=== Material for the task ===
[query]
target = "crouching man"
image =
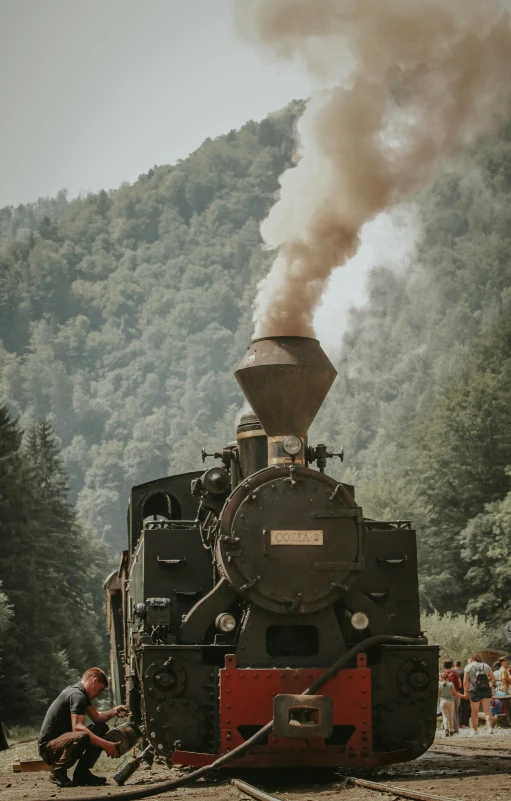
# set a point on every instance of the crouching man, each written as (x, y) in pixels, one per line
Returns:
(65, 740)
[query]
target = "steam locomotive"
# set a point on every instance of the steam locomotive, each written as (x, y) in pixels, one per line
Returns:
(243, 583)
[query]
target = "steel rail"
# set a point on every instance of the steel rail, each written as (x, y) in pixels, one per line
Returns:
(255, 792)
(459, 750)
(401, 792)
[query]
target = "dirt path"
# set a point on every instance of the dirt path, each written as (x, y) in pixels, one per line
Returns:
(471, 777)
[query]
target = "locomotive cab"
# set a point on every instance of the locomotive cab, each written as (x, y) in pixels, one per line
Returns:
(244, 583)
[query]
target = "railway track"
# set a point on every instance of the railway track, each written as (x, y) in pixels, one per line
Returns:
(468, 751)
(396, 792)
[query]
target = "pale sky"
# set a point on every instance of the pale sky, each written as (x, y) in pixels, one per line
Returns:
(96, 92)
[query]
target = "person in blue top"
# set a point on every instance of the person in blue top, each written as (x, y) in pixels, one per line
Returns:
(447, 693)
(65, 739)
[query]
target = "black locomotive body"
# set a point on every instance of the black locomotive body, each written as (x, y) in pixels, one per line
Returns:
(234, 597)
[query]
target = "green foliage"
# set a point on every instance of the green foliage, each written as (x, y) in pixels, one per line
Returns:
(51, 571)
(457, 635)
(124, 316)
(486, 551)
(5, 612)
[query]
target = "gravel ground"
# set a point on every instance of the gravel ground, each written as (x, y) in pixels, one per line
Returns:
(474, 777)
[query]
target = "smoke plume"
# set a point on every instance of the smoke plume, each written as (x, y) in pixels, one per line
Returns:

=== What needs to be done ===
Leave the pictures out and print the records above exactly as they stand.

=== Problem solution ===
[query]
target = "crouching man"
image =
# set a point on every instance of the crouching man, each written as (x, y) in pixels, one per line
Returns:
(65, 740)
[query]
target = "steam locomotive"
# set a point on every instance of the steam locomotive, each written as (x, y) in pixels, one per line
Returns:
(243, 583)
[query]
target = "steel rail"
# set a point on every instance of the steel rail, each written as (x, y) in pixels, one per line
Returns:
(255, 792)
(459, 750)
(401, 792)
[query]
target = "dirt path"
# set a point on every instance of the dirt path, each written as (x, y) in pixels, one per line
Returns:
(471, 777)
[query]
target = "locomotive cab"
# set a point on every instance of the locomotive cab, each written as (x, y) in pixels, one per line
Returns:
(244, 583)
[query]
target = "railway track"
# set a point on every instance of the railway track, each written as (x, y) in pixels, one per line
Returns:
(468, 751)
(396, 792)
[query]
target = "pale sky"
# set a point on every instance of the pale sky, each written as (x, y) in pixels, one per line
Returns:
(96, 92)
[query]
target = "person in blue top"
# set a point on every instance of the person in blue top, each written as (x, y) in pixels, one per line
Returns:
(447, 693)
(65, 739)
[query]
target = "black locomotive body"
# set a point on every instance of the black locomotive body, each written as (x, y) in pixels, one per line
Returns:
(234, 597)
[query]
target = "green foliage"
# set a point on every instance of the green foliage, each written as (x, y) in pixels, one per line
Returns:
(51, 571)
(457, 635)
(124, 316)
(486, 551)
(5, 612)
[query]
target = "gravel ground"
# set a point on every instance of the gravel ground, each written as (x, y) in pixels, one per line
Returns:
(474, 777)
[query]
target = "smoke plume"
# set a point on every instance of the smoke plume, each written as (x, y) in pixels, one per line
Returns:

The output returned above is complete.